• _What you are asked to do_
Copy word for word the lines of the entries below, starting at the line that contains "Please spot the green watermelon" and ending at the line that contains "point(237, 312)". Include both of those lines and nothing else.

• _Provided material_
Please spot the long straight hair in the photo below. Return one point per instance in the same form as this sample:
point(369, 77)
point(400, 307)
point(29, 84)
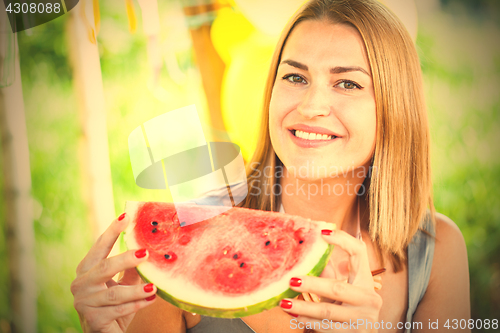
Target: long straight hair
point(400, 191)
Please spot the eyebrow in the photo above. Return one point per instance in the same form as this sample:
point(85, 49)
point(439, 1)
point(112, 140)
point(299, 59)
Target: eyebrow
point(333, 70)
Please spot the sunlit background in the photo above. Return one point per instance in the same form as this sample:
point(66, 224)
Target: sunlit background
point(147, 71)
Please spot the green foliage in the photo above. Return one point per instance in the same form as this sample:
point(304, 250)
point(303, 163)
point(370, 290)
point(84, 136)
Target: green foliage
point(460, 62)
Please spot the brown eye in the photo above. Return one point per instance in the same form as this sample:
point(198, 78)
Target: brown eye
point(294, 78)
point(348, 85)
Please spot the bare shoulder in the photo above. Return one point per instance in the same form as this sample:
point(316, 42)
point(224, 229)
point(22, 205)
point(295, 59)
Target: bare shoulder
point(447, 295)
point(447, 230)
point(450, 251)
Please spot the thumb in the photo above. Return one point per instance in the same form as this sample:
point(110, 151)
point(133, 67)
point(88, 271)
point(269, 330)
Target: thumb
point(130, 277)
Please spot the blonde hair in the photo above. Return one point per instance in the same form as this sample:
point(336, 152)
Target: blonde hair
point(401, 189)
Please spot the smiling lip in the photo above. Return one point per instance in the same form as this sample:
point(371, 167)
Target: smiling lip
point(312, 129)
point(303, 143)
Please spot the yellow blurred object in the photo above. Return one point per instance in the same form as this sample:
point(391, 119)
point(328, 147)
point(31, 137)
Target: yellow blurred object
point(229, 29)
point(132, 20)
point(245, 41)
point(88, 27)
point(246, 52)
point(269, 17)
point(97, 16)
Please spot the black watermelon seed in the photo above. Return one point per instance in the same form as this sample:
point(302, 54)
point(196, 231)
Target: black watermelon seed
point(170, 256)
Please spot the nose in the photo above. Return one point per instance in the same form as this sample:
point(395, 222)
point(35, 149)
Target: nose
point(315, 102)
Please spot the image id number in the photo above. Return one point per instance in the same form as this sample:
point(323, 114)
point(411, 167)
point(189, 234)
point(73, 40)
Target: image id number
point(33, 8)
point(487, 324)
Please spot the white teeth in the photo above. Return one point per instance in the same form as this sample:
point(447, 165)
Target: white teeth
point(312, 136)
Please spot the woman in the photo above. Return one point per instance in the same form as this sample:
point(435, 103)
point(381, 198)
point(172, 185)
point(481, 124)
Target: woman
point(346, 138)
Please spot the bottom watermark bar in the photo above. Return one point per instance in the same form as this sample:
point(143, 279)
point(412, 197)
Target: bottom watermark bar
point(354, 325)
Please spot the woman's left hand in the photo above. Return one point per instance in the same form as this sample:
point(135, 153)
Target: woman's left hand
point(356, 302)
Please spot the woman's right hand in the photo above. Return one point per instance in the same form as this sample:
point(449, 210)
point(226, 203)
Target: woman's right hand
point(103, 304)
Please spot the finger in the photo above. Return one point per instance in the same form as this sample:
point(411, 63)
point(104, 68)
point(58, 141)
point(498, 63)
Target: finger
point(359, 273)
point(102, 247)
point(111, 283)
point(120, 295)
point(329, 288)
point(109, 267)
point(318, 310)
point(102, 316)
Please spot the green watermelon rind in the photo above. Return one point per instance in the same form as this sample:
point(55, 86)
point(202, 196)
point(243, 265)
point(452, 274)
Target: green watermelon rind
point(237, 312)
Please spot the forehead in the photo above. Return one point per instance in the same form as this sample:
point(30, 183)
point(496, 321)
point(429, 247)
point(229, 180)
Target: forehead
point(321, 42)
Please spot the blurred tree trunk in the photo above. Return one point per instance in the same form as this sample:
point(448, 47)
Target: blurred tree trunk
point(84, 55)
point(17, 190)
point(209, 62)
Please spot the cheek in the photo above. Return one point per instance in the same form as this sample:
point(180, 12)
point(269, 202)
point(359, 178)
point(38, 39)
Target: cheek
point(276, 114)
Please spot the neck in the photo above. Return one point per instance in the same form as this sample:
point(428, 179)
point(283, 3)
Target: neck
point(332, 200)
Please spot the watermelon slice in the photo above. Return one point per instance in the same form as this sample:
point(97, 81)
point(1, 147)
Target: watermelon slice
point(235, 264)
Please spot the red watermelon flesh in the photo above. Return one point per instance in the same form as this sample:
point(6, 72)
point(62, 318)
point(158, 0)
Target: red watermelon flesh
point(227, 263)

• _Response to the exercise_
Please spot the green watermelon rind in the photo above. Return one point per instance in the same form as this sample:
point(55, 86)
point(202, 196)
point(243, 265)
point(452, 274)
Target: green watermelon rind
point(237, 312)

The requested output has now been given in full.